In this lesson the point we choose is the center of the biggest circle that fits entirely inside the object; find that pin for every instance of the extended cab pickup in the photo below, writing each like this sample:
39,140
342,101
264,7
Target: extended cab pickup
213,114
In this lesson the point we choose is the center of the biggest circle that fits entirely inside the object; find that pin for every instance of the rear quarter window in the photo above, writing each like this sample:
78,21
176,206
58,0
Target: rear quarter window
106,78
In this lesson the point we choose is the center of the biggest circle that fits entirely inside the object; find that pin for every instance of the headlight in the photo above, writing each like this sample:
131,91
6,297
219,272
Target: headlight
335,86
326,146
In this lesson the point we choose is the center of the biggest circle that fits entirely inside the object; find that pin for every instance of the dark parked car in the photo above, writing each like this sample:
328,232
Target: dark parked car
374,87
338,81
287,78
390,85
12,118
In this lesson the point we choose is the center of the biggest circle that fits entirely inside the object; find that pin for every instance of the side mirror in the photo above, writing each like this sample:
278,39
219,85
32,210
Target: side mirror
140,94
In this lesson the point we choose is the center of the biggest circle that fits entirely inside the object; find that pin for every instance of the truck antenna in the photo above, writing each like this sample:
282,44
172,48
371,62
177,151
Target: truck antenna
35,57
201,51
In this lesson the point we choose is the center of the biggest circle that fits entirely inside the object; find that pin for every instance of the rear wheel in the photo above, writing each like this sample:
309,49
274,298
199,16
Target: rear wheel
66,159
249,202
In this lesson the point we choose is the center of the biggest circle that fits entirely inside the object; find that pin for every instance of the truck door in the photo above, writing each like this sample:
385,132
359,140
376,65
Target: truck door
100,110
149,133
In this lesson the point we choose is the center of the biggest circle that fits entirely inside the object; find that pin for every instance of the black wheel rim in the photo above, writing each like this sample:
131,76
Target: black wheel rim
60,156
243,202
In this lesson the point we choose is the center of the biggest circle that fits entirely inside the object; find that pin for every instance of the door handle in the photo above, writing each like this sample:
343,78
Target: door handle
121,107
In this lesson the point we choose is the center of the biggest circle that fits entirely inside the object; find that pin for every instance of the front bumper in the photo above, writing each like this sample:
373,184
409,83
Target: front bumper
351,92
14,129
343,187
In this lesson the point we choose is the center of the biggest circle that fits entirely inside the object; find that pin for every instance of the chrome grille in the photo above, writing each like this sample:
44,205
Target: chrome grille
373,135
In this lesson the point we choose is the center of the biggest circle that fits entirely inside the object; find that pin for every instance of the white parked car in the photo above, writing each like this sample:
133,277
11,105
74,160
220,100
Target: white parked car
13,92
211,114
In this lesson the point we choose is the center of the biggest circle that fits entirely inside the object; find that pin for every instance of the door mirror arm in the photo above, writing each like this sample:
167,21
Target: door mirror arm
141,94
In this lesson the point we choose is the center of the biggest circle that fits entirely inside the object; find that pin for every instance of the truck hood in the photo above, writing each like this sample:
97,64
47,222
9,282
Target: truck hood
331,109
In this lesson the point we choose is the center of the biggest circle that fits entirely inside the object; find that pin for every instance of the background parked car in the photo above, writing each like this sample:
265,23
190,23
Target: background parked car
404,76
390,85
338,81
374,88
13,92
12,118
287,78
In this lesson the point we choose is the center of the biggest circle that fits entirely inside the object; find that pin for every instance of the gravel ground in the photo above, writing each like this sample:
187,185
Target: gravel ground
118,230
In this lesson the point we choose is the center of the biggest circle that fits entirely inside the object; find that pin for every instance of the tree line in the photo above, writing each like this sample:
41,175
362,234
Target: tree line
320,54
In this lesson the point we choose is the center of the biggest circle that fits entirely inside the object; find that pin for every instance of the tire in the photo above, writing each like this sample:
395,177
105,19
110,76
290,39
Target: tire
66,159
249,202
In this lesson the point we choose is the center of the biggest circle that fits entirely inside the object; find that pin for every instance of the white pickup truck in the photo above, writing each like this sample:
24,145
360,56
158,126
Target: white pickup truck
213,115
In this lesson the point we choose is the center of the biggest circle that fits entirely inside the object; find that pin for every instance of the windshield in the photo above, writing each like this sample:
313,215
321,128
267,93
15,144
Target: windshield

***

Establish how many lines of the entries hold the word "windshield", giving nothing but the number.

OUTPUT: 2